Extract to read —
Grief - why so many women late diagnosed with anxiety and ADHD experience grief… - Subtly Anxious

Grief - why so many women late diagnosed with anxiety and ADHD experience grief…

For the longest time, societal misconceptions and inadequate research contributed to the underdiagnosis of mental health conditions, such as Attention Deficit Hyperactivity Disorder (ADHD) and anxiety, in women. These late diagnoses often leave women grappling with a range of complex emotions, including grief, due to the sudden revelation and recognition of the challenges they've faced. In our blog, we shed light on why women are frequently overlooked for ADHD and anxiety diagnoses, explore the impact of such late diagnoses (such as grief) and emphasise the importance of support and empathy for those navigating this journey.

Societal Expectations and Gender Bias:
From an early age, societal expectations tend to mold women to exhibit different symptoms compared to men when it comes to mental health conditions. Conventional stereotypes portray women as calm, organised, and detail-oriented, making it easier for their symptoms to go unnoticed or attributed to other factors. Consequently, this gender bias often obscures their genuine struggles and leads to missed diagnoses.

Challenges of Self-Recognition:
The societal emphasis on appearing "put together" and the lack of awareness surrounding the unique ADHD and anxiety symptoms experienced by women make it even more difficult for them to recognise and acknowledge their condition. Years of internalising feelings of incompetence and inability may contribute to a sense of “grief” once a diagnosis is finally established.

Historically, medical research predominantly focused on ADHD and anxiety symptoms as they manifest in males, further perpetuating the misconception that these conditions predominantly affect boys. However, more recent studies have highlighted significant gender differences in symptom expression and the increased use of social media. Women with ADHD, for instance, may exhibit primarily internalised symptoms, including excessive worry, emotional dysregulation, or struggles with impulse control, as opposed to the hyperactive behavior typically associated with ADHD diagnoses (boys in classroom throwing chairs).

What happens when you have anxiety and ADHD? Anxiety symptoms may mask or overshadow ADHD symptoms, leading mental health professionals to primarily address anxiety-related challenges, potentially neglecting the underlying ADHD diagnosis. This situation often leads to delayed or incomplete treatment, leaving women feeling frustrated and invalidated.

The Impact of Late Diagnosis and Grief:
The recent increase and recognition of ADHD and anxiety in women comes with a mix of emotions including grief, relief, and validation. Grief is from mourning the loss of the time, opportunities, and relationships affected by their undiagnosed conditions. It is important to acknowledge and support women as they navigate these complex feelings, providing a safe space for them to express and process their emotions.

As society's understanding of ADHD and anxiety in women continues to evolve, it becomes crucial to raise awareness, educate, and empower girls and women about the full spectrum of symptoms experienced by their gender. Providing support through therapy, medication, and other resources can help women manage their conditions effectively while also addressing the grief, frustration, or challenges associated with late diagnosis.

Late diagnosis of ADHD and anxiety in women represents a significant issue resulting from societal misconceptions, gender biases, and limited research. Acknowledging the complexities surrounding women's experiences is essential to foster empathy, understanding, and appropriate support. By promoting awareness, pushing for increased research, and ensuring accessible mental healthcare, we can enable women to navigate their late diagnosis with resilience, paving the way for a more inclusive and compassionate society.

Dataset extract —
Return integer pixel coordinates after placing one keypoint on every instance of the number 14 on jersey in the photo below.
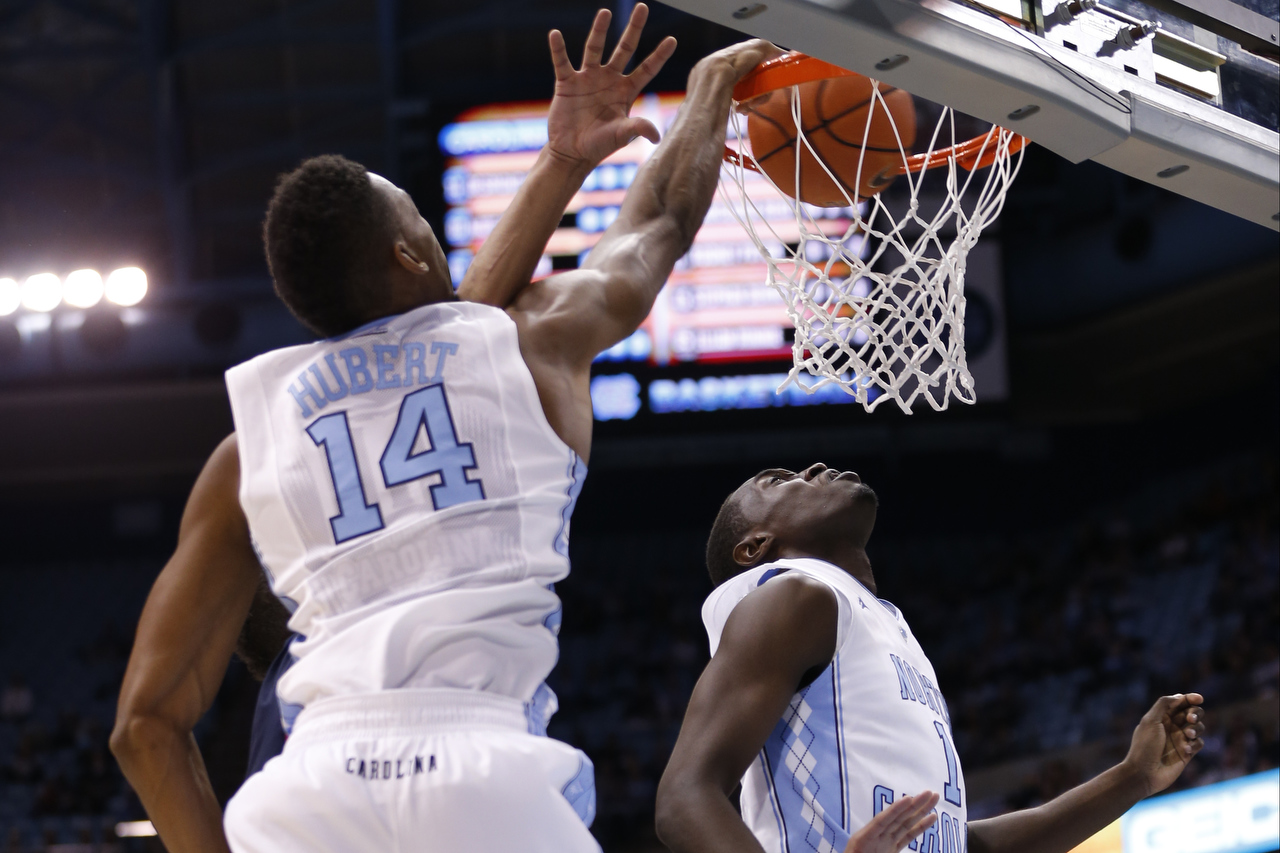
(426, 409)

What you will do —
**1)** From the blog post on grief after a late ADHD and anxiety diagnosis above, extract the passage that starts at the words "What happens when" and ends after the words "process their emotions.".
**2)** Answer these questions from the blog post on grief after a late ADHD and anxiety diagnosis:
(a) What may anxiety symptoms do to ADHD symptoms?
(b) According to the post, what do women mourn when they experience grief after diagnosis?
(c) Which forms of support does the post list for helping women manage their conditions?

Per-task answers —
**1)**
What happens when you have anxiety and ADHD? Anxiety symptoms may mask or overshadow ADHD symptoms, leading mental health professionals to primarily address anxiety-related challenges, potentially neglecting the underlying ADHD diagnosis. This situation often leads to delayed or incomplete treatment, leaving women feeling frustrated and invalidated.

The Impact of Late Diagnosis and Grief:
The recent increase and recognition of ADHD and anxiety in women comes with a mix of emotions including grief, relief, and validation. Grief is from mourning the loss of the time, opportunities, and relationships affected by their undiagnosed conditions. It is important to acknowledge and support women as they navigate these complex feelings, providing a safe space for them to express and process their emotions.

**2)**
(a) They may mask or overshadow ADHD symptoms.
(b) The loss of the time, opportunities, and relationships affected by their undiagnosed conditions.
(c) Therapy, medication, and other resources.